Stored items
** Begin **

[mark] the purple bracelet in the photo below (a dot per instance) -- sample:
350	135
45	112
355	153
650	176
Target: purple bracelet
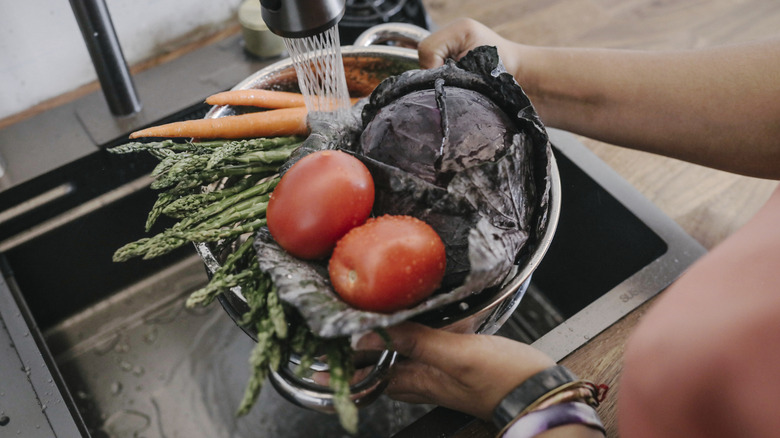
536	422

** End **

Retype the material above line for line, with no changes, and leave the pictures out.

Full output:
[mark] the purple bracelet in the photo below (a dot per instance) -- sample:
350	135
45	112
355	153
650	176
Target: purple bracelet
536	422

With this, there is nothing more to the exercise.